## What is required
Where "blue" occurs in a line of the entries below, copy that line.
***** Given data *****
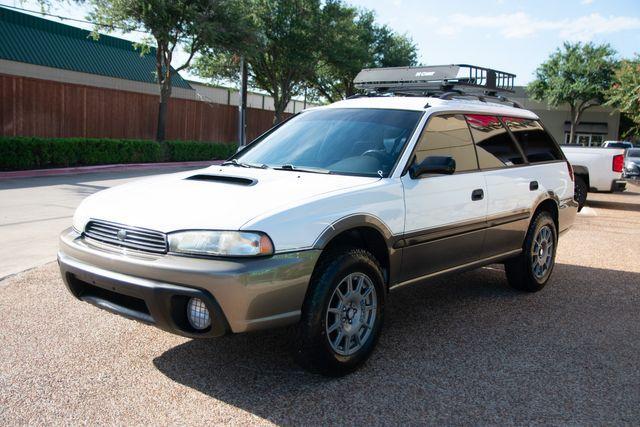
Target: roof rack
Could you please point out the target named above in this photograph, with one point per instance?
(434, 78)
(443, 81)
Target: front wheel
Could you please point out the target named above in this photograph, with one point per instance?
(342, 314)
(530, 271)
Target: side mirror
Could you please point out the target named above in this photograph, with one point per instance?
(442, 165)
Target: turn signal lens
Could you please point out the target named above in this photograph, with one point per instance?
(618, 162)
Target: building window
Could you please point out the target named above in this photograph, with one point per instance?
(586, 139)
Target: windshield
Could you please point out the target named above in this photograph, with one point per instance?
(363, 142)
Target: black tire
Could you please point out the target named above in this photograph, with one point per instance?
(520, 270)
(313, 350)
(580, 192)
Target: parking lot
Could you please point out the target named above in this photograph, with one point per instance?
(461, 350)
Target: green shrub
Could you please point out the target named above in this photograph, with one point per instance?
(18, 153)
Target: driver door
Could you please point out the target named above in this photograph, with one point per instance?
(445, 215)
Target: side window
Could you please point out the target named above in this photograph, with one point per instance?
(448, 135)
(494, 144)
(536, 143)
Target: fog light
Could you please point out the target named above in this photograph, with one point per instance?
(198, 314)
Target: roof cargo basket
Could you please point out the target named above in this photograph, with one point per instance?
(434, 79)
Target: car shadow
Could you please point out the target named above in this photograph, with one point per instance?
(452, 350)
(619, 206)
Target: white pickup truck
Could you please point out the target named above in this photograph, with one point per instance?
(595, 169)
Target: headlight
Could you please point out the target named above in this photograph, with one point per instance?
(220, 243)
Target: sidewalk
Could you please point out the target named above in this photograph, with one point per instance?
(103, 168)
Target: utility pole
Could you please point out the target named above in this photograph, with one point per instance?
(242, 105)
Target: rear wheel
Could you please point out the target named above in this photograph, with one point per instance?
(342, 314)
(580, 192)
(530, 271)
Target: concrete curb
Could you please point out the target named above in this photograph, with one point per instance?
(103, 168)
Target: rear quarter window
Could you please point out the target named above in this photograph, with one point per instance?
(537, 144)
(494, 145)
(448, 135)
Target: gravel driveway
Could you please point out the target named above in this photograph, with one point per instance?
(465, 350)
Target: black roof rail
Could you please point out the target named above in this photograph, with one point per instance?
(487, 97)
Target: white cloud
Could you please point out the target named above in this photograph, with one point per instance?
(521, 25)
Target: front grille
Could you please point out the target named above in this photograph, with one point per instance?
(125, 236)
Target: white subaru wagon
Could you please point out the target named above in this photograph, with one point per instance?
(317, 220)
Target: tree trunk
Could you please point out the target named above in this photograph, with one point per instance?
(163, 64)
(279, 104)
(162, 114)
(574, 124)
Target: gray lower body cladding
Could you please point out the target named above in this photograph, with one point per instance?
(241, 294)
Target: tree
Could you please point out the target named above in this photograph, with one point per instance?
(624, 94)
(576, 74)
(351, 41)
(224, 25)
(285, 54)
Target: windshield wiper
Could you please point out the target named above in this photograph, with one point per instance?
(290, 167)
(235, 162)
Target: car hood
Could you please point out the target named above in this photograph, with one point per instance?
(218, 197)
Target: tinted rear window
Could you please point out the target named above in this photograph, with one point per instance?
(448, 135)
(493, 143)
(536, 143)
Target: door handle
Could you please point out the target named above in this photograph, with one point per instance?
(477, 194)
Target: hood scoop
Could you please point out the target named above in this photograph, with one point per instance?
(235, 180)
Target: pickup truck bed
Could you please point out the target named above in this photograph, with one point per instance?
(595, 169)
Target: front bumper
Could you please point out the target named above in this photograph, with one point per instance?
(241, 294)
(618, 185)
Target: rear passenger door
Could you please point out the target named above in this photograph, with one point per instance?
(510, 191)
(445, 214)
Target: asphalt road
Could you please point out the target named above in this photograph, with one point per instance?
(465, 350)
(33, 212)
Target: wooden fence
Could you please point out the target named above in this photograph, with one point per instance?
(33, 107)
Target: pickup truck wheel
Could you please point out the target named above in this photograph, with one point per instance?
(530, 271)
(342, 314)
(580, 192)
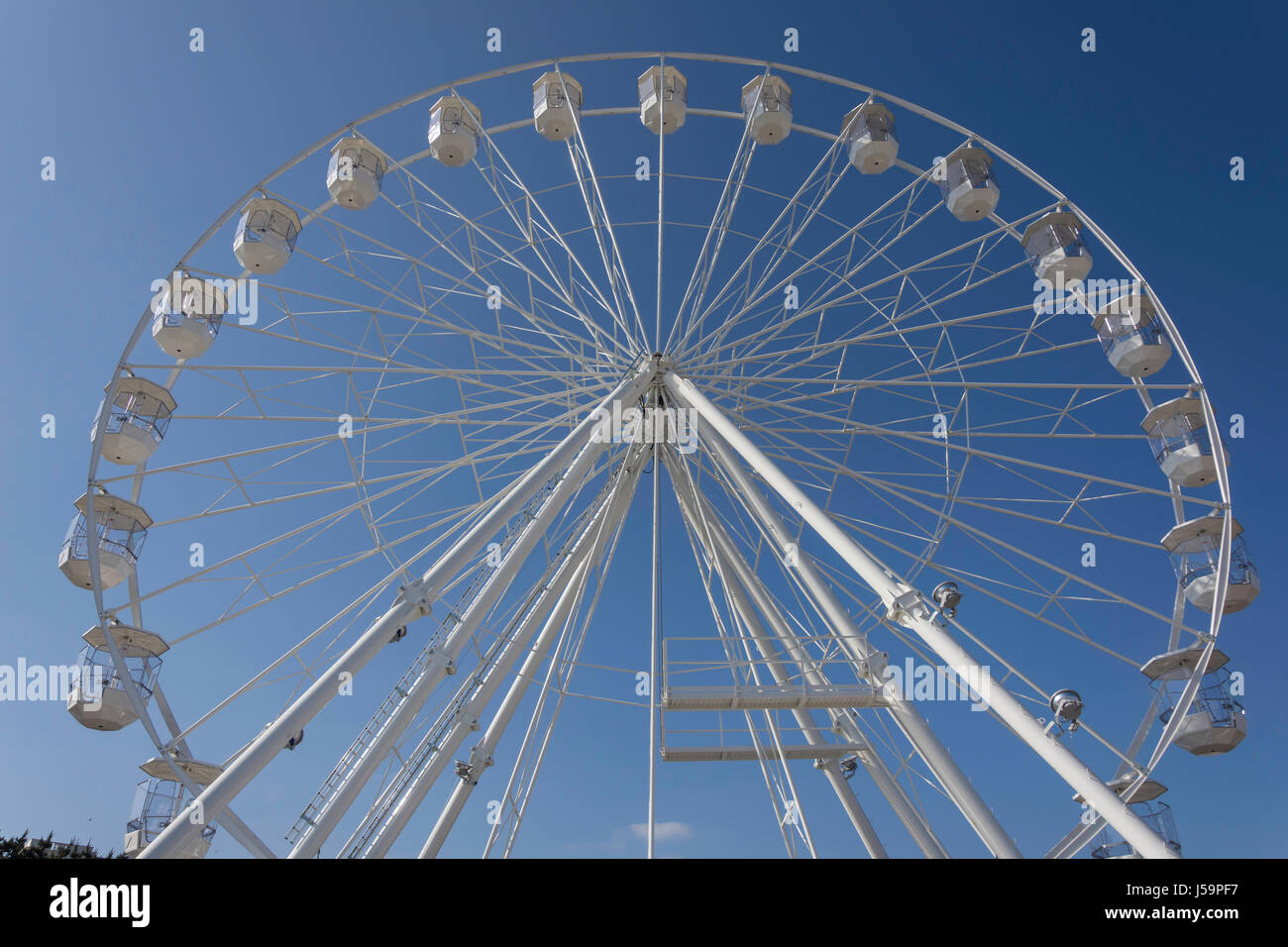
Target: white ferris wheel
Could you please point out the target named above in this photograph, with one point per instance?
(885, 433)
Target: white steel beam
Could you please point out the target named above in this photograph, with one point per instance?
(468, 716)
(717, 552)
(592, 433)
(481, 755)
(909, 607)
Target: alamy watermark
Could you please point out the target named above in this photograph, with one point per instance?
(1080, 296)
(671, 425)
(938, 684)
(240, 294)
(24, 682)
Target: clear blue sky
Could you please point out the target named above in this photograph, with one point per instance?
(153, 144)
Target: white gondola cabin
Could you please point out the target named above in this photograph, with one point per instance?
(141, 414)
(158, 802)
(967, 183)
(1215, 722)
(98, 698)
(1181, 442)
(871, 138)
(555, 106)
(185, 316)
(355, 172)
(1157, 815)
(1055, 249)
(119, 532)
(455, 125)
(1131, 337)
(1194, 547)
(767, 103)
(266, 236)
(664, 99)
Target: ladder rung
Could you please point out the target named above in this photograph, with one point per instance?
(709, 754)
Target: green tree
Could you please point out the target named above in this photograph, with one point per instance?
(24, 847)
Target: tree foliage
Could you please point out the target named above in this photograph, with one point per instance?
(25, 847)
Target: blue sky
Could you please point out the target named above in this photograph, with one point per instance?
(153, 142)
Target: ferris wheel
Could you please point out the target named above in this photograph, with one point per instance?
(907, 471)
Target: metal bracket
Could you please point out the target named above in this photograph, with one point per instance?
(416, 594)
(909, 608)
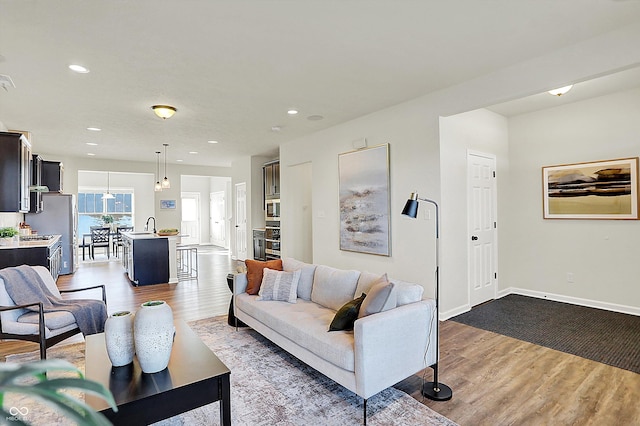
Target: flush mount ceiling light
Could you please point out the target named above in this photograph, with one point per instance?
(164, 111)
(157, 187)
(165, 182)
(561, 91)
(78, 68)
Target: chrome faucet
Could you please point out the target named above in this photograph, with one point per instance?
(146, 227)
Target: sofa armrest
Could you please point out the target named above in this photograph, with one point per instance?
(392, 345)
(239, 283)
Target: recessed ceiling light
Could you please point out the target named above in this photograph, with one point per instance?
(561, 91)
(78, 68)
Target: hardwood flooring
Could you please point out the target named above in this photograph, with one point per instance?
(496, 380)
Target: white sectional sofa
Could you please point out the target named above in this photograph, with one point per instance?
(382, 349)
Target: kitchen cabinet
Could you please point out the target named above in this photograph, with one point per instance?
(271, 179)
(259, 245)
(36, 180)
(15, 159)
(52, 172)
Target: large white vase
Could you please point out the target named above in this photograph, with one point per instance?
(118, 335)
(153, 334)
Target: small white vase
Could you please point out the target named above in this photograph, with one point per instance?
(118, 335)
(153, 335)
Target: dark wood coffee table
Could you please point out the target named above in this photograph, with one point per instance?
(195, 377)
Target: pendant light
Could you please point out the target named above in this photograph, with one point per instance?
(165, 182)
(108, 195)
(157, 187)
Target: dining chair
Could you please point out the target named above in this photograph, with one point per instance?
(117, 238)
(100, 237)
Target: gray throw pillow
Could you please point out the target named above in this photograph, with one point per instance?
(381, 297)
(279, 285)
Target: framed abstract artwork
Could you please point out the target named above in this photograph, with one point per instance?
(595, 190)
(364, 200)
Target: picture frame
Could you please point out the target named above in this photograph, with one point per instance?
(364, 200)
(167, 204)
(592, 190)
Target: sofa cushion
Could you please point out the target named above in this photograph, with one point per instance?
(366, 280)
(279, 285)
(407, 292)
(254, 272)
(305, 284)
(346, 315)
(304, 323)
(333, 287)
(381, 297)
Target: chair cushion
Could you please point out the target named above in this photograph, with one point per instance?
(53, 320)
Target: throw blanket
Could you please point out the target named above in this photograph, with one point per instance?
(24, 285)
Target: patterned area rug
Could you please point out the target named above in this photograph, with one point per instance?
(268, 387)
(608, 337)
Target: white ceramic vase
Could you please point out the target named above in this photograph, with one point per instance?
(118, 335)
(153, 334)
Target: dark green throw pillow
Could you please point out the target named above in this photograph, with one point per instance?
(347, 315)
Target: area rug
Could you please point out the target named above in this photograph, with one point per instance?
(608, 337)
(268, 387)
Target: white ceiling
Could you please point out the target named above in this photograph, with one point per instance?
(233, 68)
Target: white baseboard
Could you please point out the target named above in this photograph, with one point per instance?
(573, 300)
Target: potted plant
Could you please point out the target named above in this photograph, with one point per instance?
(6, 235)
(30, 380)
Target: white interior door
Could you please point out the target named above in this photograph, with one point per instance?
(218, 208)
(482, 226)
(190, 218)
(241, 221)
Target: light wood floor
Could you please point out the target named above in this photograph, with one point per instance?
(496, 380)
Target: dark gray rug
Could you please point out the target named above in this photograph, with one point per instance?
(608, 337)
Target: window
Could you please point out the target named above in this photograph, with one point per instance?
(94, 210)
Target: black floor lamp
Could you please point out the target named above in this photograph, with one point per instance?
(433, 390)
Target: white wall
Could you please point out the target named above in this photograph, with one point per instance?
(537, 254)
(482, 131)
(412, 130)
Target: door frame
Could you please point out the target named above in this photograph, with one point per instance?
(494, 208)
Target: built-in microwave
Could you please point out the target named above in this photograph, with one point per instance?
(272, 209)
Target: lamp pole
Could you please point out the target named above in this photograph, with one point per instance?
(433, 390)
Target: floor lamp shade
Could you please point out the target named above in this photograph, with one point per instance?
(433, 390)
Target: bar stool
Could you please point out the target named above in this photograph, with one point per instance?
(187, 259)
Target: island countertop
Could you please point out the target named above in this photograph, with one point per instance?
(33, 243)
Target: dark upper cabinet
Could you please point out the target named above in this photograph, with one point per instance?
(15, 177)
(52, 175)
(271, 178)
(36, 180)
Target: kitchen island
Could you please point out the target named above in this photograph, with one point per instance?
(149, 258)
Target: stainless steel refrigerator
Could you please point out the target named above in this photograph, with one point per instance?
(59, 215)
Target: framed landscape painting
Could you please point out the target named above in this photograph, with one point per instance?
(595, 190)
(364, 200)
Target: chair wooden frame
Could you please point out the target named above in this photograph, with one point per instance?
(40, 337)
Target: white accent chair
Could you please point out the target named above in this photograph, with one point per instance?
(44, 328)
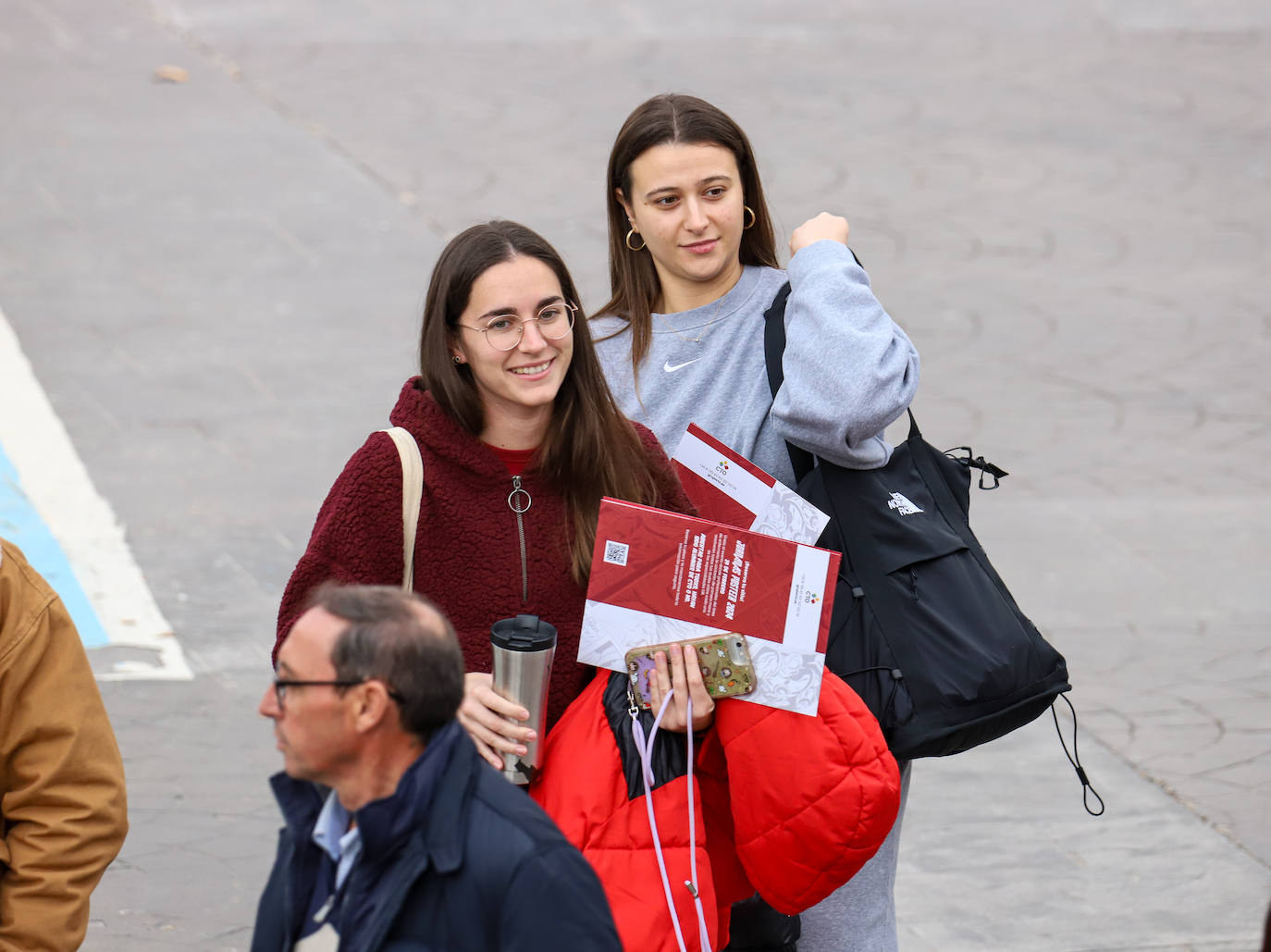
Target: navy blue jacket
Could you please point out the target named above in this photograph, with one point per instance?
(456, 859)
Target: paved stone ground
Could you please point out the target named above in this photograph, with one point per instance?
(1064, 204)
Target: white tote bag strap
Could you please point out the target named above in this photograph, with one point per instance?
(412, 488)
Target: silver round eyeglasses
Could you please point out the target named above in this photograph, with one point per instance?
(503, 330)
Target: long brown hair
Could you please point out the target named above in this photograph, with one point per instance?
(672, 118)
(590, 448)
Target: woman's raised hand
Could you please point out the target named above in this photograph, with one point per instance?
(483, 713)
(680, 669)
(824, 227)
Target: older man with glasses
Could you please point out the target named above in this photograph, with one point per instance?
(418, 843)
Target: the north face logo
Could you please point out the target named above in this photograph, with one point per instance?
(901, 505)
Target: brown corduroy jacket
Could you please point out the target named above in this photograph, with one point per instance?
(63, 809)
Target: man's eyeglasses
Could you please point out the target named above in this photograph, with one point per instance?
(503, 330)
(282, 684)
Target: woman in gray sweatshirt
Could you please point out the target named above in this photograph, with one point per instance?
(693, 266)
*****
## Answer section
Target: clear blue sky
Target: blue sky
Target: navy blue jacket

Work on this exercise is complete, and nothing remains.